======== Excerpt to read ========

As Zychowicz remarked, “Mahler’s Ninth Symphony is laden with meaning, even before the first note sounds.” Popular mythology dictates a certain degree of superstition around ninth symphonies (Beethoven, Schubert, and Bruckner were some of Mahler’s predecessors whose final essays in the genre were numbered their ninth). Many Mahler analysts, especially those of past generations, have further given themselves over to reading the specifics of the composer’s biography into his works.
The earliest conceptions of the symphony, which date from 1907, coincide with the year in which Mahler’s 5-year-old daughter died, he was diagnosed with a congenital heart problem, and he learned about his wife Alma’s infidelities. Zychowicz reminded his audience, however, that throughout the composition of the work, Mahler was not terminally ill, and while the events of that year likely made Mahler aware of his own mortality, interpreting the orchestral song cycle Das Lied von der Erde and the Ninth Symphony as farewells to life is an overdramatization of reality, especially in light of the fact that the composer was actively working on a new symphony at the time of his death four years later. Zychowicz prefers to view the Ninth as yet another step along the composer’s path of innovation to the symphonic genre, one which would likely have continued had he enjoyed a longer life.
The Juilliard Manuscript Collection contains a single leaf of the short score to the coda of the first movement of Mahler’s Ninth Symphony. A short score is, for Mahler, a transitional compositional stage, one which falls between a sketch and a full score draft. A short score usually comprises several staves of music (in this case, four), with indications of instrumentation. The short score is also important, as Zychowicz noted, as it is “explicit in realizing Mahler’s attempt for measure-by-measure continuity.” In other words, the short score starts at the beginning and goes to the end.

======== Information supplied ========

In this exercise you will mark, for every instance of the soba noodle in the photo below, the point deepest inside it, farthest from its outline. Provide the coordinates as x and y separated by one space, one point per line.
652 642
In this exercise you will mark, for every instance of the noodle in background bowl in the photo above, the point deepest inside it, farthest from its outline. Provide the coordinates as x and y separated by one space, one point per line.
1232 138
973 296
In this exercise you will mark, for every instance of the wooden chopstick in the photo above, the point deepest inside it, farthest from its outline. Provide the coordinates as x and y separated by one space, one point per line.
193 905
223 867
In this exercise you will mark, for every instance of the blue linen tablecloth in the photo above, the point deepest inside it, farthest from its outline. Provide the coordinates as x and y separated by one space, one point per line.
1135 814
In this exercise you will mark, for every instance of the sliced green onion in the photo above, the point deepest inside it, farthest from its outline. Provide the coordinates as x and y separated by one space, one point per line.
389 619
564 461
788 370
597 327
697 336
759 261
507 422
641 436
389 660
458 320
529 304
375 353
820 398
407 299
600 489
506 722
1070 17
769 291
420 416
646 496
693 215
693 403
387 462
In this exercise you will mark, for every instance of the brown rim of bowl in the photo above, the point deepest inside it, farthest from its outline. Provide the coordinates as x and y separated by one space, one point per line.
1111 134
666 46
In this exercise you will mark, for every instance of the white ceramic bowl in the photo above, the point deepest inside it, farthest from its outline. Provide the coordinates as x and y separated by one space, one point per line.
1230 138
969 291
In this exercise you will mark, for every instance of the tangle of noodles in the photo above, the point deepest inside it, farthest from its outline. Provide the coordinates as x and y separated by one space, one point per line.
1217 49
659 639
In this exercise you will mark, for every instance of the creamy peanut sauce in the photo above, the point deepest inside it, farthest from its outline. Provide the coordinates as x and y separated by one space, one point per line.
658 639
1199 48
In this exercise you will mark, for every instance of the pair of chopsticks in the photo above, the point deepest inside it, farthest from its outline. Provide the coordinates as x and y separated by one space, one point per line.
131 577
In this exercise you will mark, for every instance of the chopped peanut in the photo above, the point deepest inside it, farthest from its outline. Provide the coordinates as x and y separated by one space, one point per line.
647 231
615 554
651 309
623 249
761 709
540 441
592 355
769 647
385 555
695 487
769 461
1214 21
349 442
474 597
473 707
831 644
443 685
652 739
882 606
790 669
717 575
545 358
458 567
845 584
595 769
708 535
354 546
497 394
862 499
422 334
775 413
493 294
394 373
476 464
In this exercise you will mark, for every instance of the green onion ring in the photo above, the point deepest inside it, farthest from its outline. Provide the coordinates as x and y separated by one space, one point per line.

========

Exercise brief
Reproduce the stretch of the passage on Mahler's Ninth Symphony from "The Juilliard Manuscript" through "to the end.", word for word. The listing is separate material and is unrelated to the passage on Mahler's Ninth Symphony.

Exercise result
The Juilliard Manuscript Collection contains a single leaf of the short score to the coda of the first movement of Mahler’s Ninth Symphony. A short score is, for Mahler, a transitional compositional stage, one which falls between a sketch and a full score draft. A short score usually comprises several staves of music (in this case, four), with indications of instrumentation. The short score is also important, as Zychowicz noted, as it is “explicit in realizing Mahler’s attempt for measure-by-measure continuity.” In other words, the short score starts at the beginning and goes to the end.